JUSTICE

TRIBUNE. Annulation de la désignation d’un juge d’instruction au pôle « Cold Cases » à Nanterre : un arrêt qui jette un froid !

TRIBUNE. Annulation de la désignation d’un juge d’instruction au pôle « Cold Cases » à Nanterre : un arrêt qui jette un froid !
Publié le 29/02/2024 à 09:15

Pour Emmanuel Poinas, vice-président du tribunal de première instance de Nouméa, délégué général du syndicat CFDT-magistrats, cet arrêt récent du Conseil d’Etat s’inscrit dans une « série » de sanctions infligées à l’administration relativement aux conditions de nomination et à l’exercice des fonctions juridictionnelles, au lendemain d’une nouvelle réforme de la loi organique relative au statut de la magistrature dont toutes les dispositions ne sont pas rentrées en application.

Dans un arrêt inédit n° 467027 en date du 29 janvier 2024 le Conseil d’Etat a annulé la nomination d’un juge d’instruction appelé à compléter la composition du pôle « crime sériels et non élucidés », formation spécialisée installée au tribunal judiciaire de Nanterre.

Ce pôle « cold case » en bon français de France, comme diraient nos amis Québécois, a été installé par le ministère de la Justice avec une certaine publicité il y a moins de deux ans et fait figure de vitrine des politiques innovantes en matière de traitement d’affaires non résolues.

Le Conseil d’Etat rappelle l’obligation de respecter le principe d’égalité de traitement

Une magistrate ayant postulé à l’exercice de ces fonctions avait déposé un recours visant à voir critiquer les conditions de son absence de nomination. Le Conseil d’Etat a fait droit à ses demandes, en laissant à l’administration un délai de six mois pour procéder à un nouvel examen de la situation.

Les motifs retenus par la haute juridiction administrative à l’appui de son raisonnement sont particulièrement intéressants, car ils viennent exprimer une nouvelle fois l’obligation de respecter le principe d’égalité de traitement des magistrats dans l’examen de leurs candidatures.

Cette obligation avait notamment été édictée par le Conseil constitutionnel dans une décision n° 2001-445 DC du 19 juin 2001 qui rappelait qu’en matière de nomination des magistrats, comme en matière d’accès aux charges et emplois publics en général,  les distinctions ne peuvent être fondées que sur une appréciation des capacités vertus et talents des différents candidats.

Le Conseil d’Etat, à plusieurs reprises, a pu sanctionner les atteintes caractérisées au principe d’égalité d’examen des candidatures à une fonction juridictionnelle(1), ainsi que l’existence de nominations « pour ordre » (2). S’il reconnaît à l’administration du ministère de la Justice et au Conseil supérieur de la magistrature un large pouvoir d’appréciation pour l’examen des candidatures qui lui sont proposées (3), en revanche, il n’hésite pas à sanctionner une violation des règles de procédure ayant précédé l’examen de ces candidatures (4). Il exerce un contrôle visant à prévenir les cas de détournement de pouvoir (5) ainsi que l’erreur de droit (6).

☆ ☆ ☆

▸ Travail à faire
Écrivez la suite de la tribune ci-dessus sur la nomination annulée au pôle « Cold Cases » de Nanterre, en reprenant juste après sa dernière phrase.

▸ Données enregistrées
☆ ☆ ☆

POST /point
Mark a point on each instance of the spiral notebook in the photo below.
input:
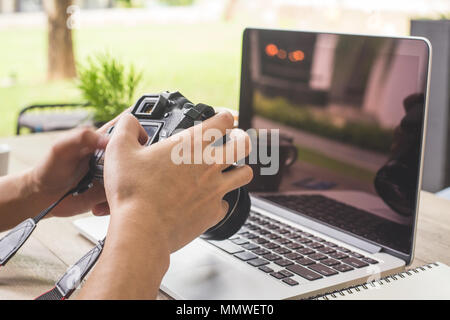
(431, 281)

☆ ☆ ☆

▸ Résultat
L’absence de garantie a vicié la procédure de nomination

En l’espèce, le Conseil d’Etat a retenu que les conditions d’examen de la candidature ne pouvaient établir la régularité de la procédure suivie pour la nomination du magistrat finalement choisi. En effet, il existait une discordance entre les circulaires publiées visant à déterminer le nombre des magistrats ayant postulé et dont la candidature a été soumise au CSM, avec les documents publiés postérieurement à la réunion du CSM visant à permettre l’examen de ces candidatures.

Pour le dire simplement, la requérante n’était pas certaine, au vu des documents publiés par l’administration, que sa candidature ait été effectivement soumise au CSM par l’administration qui avait néanmoins accusé réception de sa demande. L’administration a été dans l’incapacité de démontrer que les documents qu’elle produisait et qui consistaient principalement en un « tableau de synthèse des candidatures » (document dont aucune disposition de l’ordonnance portant loi organique relative au statut de la magistrature, pas plus que de son décret d’application, ni de la loi organique relative au Conseil supérieur de la magistrature et son décret d’application ne font mention) suffisaient à établir que les dispositions prévues avaient été respectées.

Et le Conseil d’Etat d’en déduire que la requérante avait ainsi été prive d’une garantie et que cette absence de garantie viciait la procédure de nomination.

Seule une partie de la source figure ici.